* _Brano_:
┄┄┄┄┄┄┄┄┄┄┄┄┄┄┄┄┄┄┄┄

Una decisione che, in questo 16 di agosto, lo ha condotto davanti all’altare della parrocchia San Francesco di Aleppo dove è stato ordinato sacerdote secondo il rito armeno. I frati francescani orientali, infatti, sono ordinati con lo stesso rito del loro battesimo. Per scrupolo pastorale, però, fra Bahjat ha chiesto che la celebrazione fosse il più possibile in lingua araba affinché tutti capissero. La celebrazione, molto bella e densa di preghiera, è stata vissuta da fra Bahjat con grande intensità. “Non posso pretendere di capire fin da ora tutta la portata di questo evento. Sento, però, che è decisivo, che ho appena vissuto un cambiamento radicale nella mia vita. Celebrando la mia prima messa l’indomani, mi dicevo che mi ci vorrà tutta la vita per capire il mistero che si è compiuto. Da un certo punto di vista, mi sento abbastanza sicuro di me, da un altro, davanti al Signore, sono completamente indegno di una grazia simile”.

Alcuni frati della Custodia sono riusciti a raggiungere Aleppo nonostante i giorni caldi del cuore dell’estate. Provenienti dalla Siria, dal Libano e dalla Giordania, hanno circondato della loro preghiera il giovane confratello raggiante di serenità. La chiesa di 800 posti era piena e gli applausi hanno scandito i momenti forti dell’ordinazione come la vestizione, la consegna della corona sacerdotale e le tre benedizioni impartite dal nuovo sacerdote su invito del vescovo che, secondo il rito armeno, gliene dava ogni volta il mandato. Gli applausi hanno accolto ancora il termine della celebrazione.

┄┄┄┄┄┄┄┄┄┄┄┄┄┄┄┄┄┄┄┄

* _Voci elencate_:
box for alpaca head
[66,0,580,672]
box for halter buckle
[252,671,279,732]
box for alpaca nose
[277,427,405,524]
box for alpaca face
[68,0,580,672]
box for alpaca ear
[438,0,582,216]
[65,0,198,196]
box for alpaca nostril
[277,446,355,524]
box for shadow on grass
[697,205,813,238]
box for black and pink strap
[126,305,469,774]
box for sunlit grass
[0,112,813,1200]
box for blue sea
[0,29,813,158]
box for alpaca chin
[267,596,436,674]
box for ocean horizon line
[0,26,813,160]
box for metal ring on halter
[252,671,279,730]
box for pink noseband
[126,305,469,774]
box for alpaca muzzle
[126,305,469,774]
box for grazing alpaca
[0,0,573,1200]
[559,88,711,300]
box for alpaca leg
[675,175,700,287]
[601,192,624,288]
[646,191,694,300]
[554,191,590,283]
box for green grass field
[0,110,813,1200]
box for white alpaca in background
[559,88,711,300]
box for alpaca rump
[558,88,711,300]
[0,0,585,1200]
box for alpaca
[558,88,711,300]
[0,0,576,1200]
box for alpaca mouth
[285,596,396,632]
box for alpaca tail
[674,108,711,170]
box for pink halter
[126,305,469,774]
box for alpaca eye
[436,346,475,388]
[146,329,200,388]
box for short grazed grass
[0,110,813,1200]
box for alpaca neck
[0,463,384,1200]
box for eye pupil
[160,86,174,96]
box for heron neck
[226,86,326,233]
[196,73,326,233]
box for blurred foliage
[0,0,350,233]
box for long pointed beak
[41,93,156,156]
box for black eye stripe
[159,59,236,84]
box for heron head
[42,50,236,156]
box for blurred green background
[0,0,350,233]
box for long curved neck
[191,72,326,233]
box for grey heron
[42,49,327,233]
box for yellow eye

┄┄┄┄┄┄┄┄┄┄┄┄┄┄┄┄┄┄┄┄

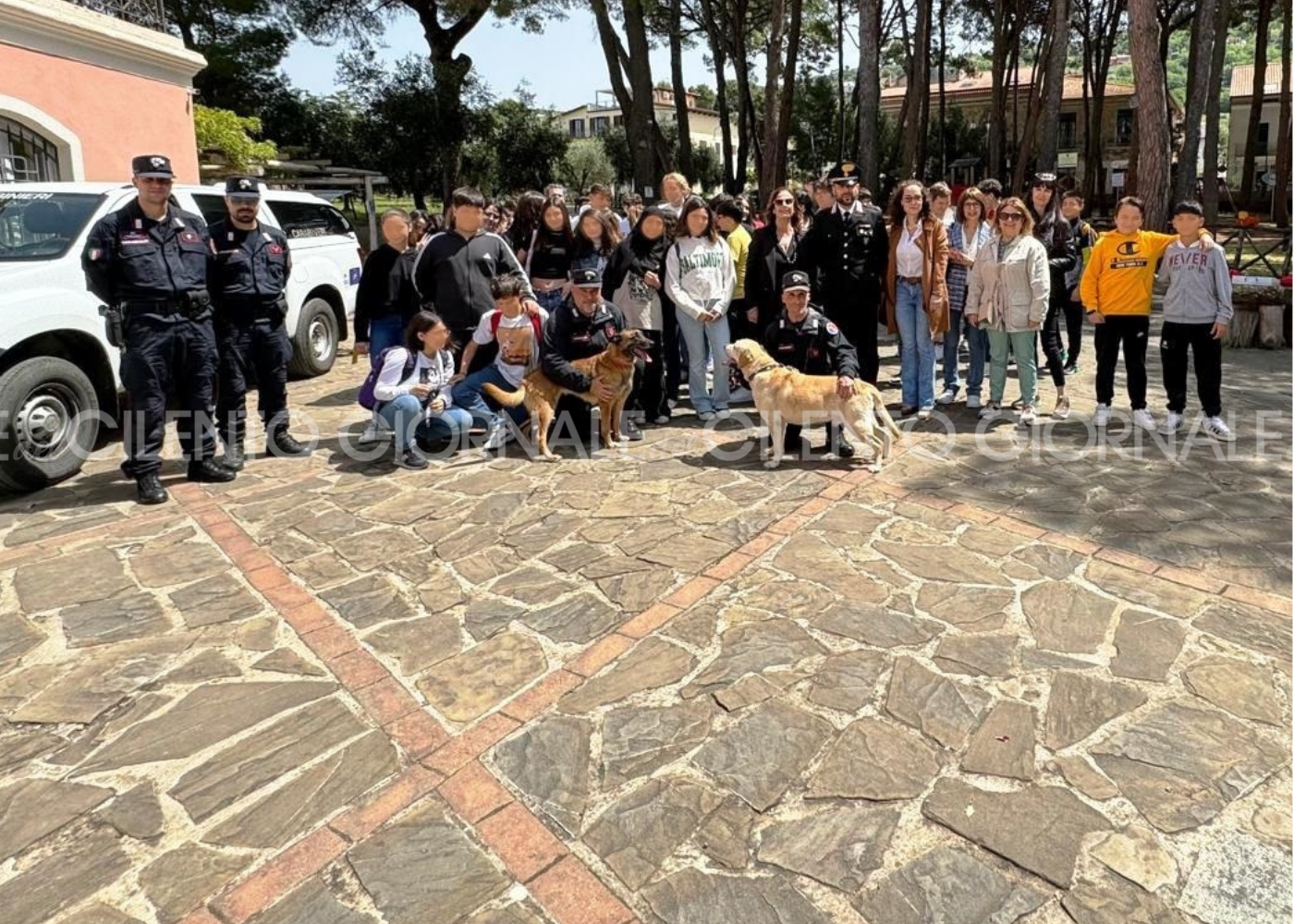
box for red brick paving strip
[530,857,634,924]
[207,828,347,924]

┄┄┄┄┄┄┄┄┄┄┄┄┄┄┄┄┄┄┄┄

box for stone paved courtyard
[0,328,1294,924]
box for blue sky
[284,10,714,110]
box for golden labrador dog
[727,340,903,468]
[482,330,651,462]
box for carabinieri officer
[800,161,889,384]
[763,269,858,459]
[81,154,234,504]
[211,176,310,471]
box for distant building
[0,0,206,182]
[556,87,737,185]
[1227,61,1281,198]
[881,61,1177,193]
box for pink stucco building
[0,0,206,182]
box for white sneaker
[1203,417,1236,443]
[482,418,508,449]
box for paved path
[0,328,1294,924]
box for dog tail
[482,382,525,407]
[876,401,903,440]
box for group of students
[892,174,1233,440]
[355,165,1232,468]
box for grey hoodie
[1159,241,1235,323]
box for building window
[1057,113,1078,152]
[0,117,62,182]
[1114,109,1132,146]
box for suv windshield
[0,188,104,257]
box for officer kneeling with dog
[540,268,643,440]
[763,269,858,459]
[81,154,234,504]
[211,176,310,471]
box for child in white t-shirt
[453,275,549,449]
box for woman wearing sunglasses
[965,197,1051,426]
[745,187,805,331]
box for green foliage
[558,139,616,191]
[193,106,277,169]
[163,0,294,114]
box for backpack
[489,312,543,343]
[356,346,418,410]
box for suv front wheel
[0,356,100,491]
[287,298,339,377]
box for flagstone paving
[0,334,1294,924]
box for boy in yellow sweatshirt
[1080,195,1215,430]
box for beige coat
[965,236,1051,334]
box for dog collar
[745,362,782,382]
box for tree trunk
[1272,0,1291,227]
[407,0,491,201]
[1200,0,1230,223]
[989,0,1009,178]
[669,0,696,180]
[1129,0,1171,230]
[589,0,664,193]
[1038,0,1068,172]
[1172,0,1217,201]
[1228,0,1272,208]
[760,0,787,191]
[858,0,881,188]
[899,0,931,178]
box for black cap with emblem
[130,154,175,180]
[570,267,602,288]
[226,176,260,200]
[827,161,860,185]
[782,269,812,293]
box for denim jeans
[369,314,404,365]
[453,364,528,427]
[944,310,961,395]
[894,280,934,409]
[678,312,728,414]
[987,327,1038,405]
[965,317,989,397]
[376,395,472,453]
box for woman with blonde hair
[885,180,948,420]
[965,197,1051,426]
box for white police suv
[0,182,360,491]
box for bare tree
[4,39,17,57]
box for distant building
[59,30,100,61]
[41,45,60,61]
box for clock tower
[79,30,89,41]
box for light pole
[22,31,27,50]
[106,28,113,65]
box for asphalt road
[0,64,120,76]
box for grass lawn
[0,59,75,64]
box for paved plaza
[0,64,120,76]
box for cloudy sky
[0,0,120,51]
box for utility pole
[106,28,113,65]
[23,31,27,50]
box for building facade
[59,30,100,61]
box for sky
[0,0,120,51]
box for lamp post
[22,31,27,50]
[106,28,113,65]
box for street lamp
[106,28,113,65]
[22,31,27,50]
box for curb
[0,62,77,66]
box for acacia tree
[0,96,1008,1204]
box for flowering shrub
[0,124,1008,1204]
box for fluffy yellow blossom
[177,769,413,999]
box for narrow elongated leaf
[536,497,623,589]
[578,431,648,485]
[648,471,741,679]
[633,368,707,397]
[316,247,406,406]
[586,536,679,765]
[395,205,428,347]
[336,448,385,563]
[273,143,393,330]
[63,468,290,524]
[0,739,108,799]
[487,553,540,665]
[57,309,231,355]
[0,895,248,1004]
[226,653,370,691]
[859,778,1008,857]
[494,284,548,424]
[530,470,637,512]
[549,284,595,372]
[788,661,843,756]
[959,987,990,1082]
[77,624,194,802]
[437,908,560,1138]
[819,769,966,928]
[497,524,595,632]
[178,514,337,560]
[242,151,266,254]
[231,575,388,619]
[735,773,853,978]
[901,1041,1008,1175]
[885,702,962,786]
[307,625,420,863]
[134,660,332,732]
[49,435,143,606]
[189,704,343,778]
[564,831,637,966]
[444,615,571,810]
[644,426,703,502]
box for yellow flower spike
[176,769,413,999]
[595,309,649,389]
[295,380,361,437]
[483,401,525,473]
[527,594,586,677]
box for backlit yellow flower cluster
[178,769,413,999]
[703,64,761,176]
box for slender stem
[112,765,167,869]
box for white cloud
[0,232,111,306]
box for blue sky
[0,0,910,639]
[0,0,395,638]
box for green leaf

┄┄┄┄┄┄┄┄┄┄┄┄┄┄┄┄┄┄┄┄

* _Esercizio assegnato 1_: Elenca i Paesi da cui provenivano i frati giunti ad Aleppo, secondo il brano sull'ordinazione di fra Bahjat.
* _Esercizio assegnato 2_: Riporta per favore in una tabella Markdown con le colonne «Numero» e «Riga» le righe delle voci che vanno da quella con "box for green grass field" fino a quella con "[42,49,327,233]" inclusa, omettendo le righe vuote.
Le voci non hanno alcun legame con il brano.

* _Risultato esercizio 1_: Siria, Libano, Giordania

* _Risultato esercizio 2_:
| Numero | Riga |
|---|---|
| 1 | box for green grass field |
| 2 | [0,110,813,1200] |
| 3 | box for white alpaca in background |
| 4 | [559,88,711,300] |
| 5 | box for alpaca rump |
| 6 | [558,88,711,300] |
| 7 | [0,0,585,1200] |
| 8 | box for alpaca |
| 9 | [558,88,711,300] |
| 10 | [0,0,576,1200] |
| 11 | box for alpaca mouth |
| 12 | [285,596,396,632] |
| 13 | box for alpaca tail |
| 14 | [674,108,711,170] |
| 15 | box for pink halter |
| 16 | [126,305,469,774] |
| 17 | box for alpaca eye |
| 18 | [436,346,475,388] |
| 19 | [146,329,200,388] |
| 20 | box for short grazed grass |
| 21 | [0,110,813,1200] |
| 22 | box for alpaca neck |
| 23 | [0,463,384,1200] |
| 24 | box for eye pupil |
| 25 | [160,86,174,96] |
| 26 | box for heron neck |
| 27 | [226,86,326,233] |
| 28 | [196,73,326,233] |
| 29 | box for blurred foliage |
| 30 | [0,0,350,233] |
| 31 | box for long pointed beak |
| 32 | [41,93,156,156] |
| 33 | box for black eye stripe |
| 34 | [159,59,236,84] |
| 35 | box for heron head |
| 36 | [42,50,236,156] |
| 37 | box for blurred green background |
| 38 | [0,0,350,233] |
| 39 | box for long curved neck |
| 40 | [191,72,326,233] |
| 41 | box for grey heron |
| 42 | [42,49,327,233] |